The research team designed a two-stage ROS 'lever' system encapsulated within diselenide-bond-containing liposomes (DSPE-Se-Se-PEG-NH₂). These nanoparticles—termed LHET NPs (~146 nm, PDI ~0.14, zeta potential −35 mV)—co-loaded ergothioneine (ET), thrombin, and the sonosensitizer HMME. When fibrinogen was added topically and ultrasound was applied (the FLHET hydrogel system), sonodynamic therapy (SDT) generated a surge of bactericidal ROS at the wound site. This oxidative burst cleaved the diselenide bonds, rupturing the liposomes and releasing thrombin, which catalyzed conversion of fibrinogen into a conformally fitting fibrin gel. The gel served as a sustained-release depot for ET.
Once ultrasound ceased, the second phase began: ET—an FDA-recognized antioxidant from edible mushrooms roughly 10× more potent than glutathione at equivalent concentrations—continuously scavenged residual ROS. Lower oxidative stress drove macrophage polarization from the pro-inflammatory M1 phenotype toward the reparative M2 phenotype. RNA sequencing of wound tissue confirmed immunomodulatory pathway shifts consistent with reduced inflammation and enhanced tissue remodeling. In vitro and in vivo experiments in streptozotocin-induced diabetic mouse models demonstrated accelerated wound closure, increased neovascularization (CD31/α-SMA staining), improved collagen deposition, and measurable restoration of peripheral nerve function—a frequently overlooked DFU complication.
The 'lever' metaphor is apt: the system deliberately tips ROS high during the antibacterial phase then tips it low during the repair phase, mimicking the biphasic ROS demands of normal wound biology. By making thrombin-triggered gelation contingent on the same ROS burst that performs sterilization, the design elegantly couples drug release to the therapeutic action rather than requiring separate administration steps.
While results are promising, the study remains preclinical, and the translation pathway to clinical DFU care—including scale-up of diselenide liposome synthesis, standardized ultrasound dosing protocols, and long-term safety data in humans—has yet to be established.
Key Findings
- Diselenide liposomes co-loaded with ET, thrombin, and HMME release cargo specifically when ultrasound-generated ROS cleaves the Se-Se bond.
- Sonodynamic therapy eradicated wound bacteria while simultaneously triggering in situ fibrin gel formation for sustained ET delivery.
- Ergothioneine, 10× more potent than glutathione, scavenged residual ROS and shifted macrophages from M1 to M2 anti-inflammatory phenotype.
- FLHET hydrogel + ultrasound significantly promoted neovascularization, collagen remodeling, and peripheral nerve recovery in diabetic mouse wounds.
- RNA sequencing confirmed immunomodulatory pathway reprogramming consistent with suppressed inflammation and enhanced tissue repair.
Methodology
Researchers synthesized ROS-responsive diselenide liposomes via thin-film hydration, characterized by DLS and TEM, then combined them with fibrinogen to form in situ hydrogels (FLHET). Efficacy was assessed in vitro (antibacterial assays, macrophage polarization, cytotoxicity) and in vivo in streptozotocin-induced diabetic mice with infected full-thickness wounds, with transcriptomic analysis via RNA sequencing.
Study Limitations
All efficacy data are from rodent models; human DFUs differ substantially in wound depth, microbial diversity, and vascularity. Standardized ultrasound parameters and long-term biocompatibility of diselenide liposomes in humans remain uncharacterized. Manufacturing scalability and cost of the multi-component system have not been evaluated.

++++++++++++++++++++

**EXERCISES TO COMPLETE**
A. In the wound-healing study summary, which three substances were co-loaded into the LHET nanoparticles?
B. Transcribe the wound-healing study summary between "Key Findings" and "the Se-Se bond.", inclusive.

++++++++++++++++++++

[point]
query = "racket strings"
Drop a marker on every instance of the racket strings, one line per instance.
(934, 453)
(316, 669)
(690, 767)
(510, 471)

++++++++++++++++++++

**ANSWER LIST**
A. Ergothioneine (ET), thrombin, and the sonosensitizer HMME.

B.
Key Findings
- Diselenide liposomes co-loaded with ET, thrombin, and HMME release cargo specifically when ultrasound-generated ROS cleaves the Se-Se bond.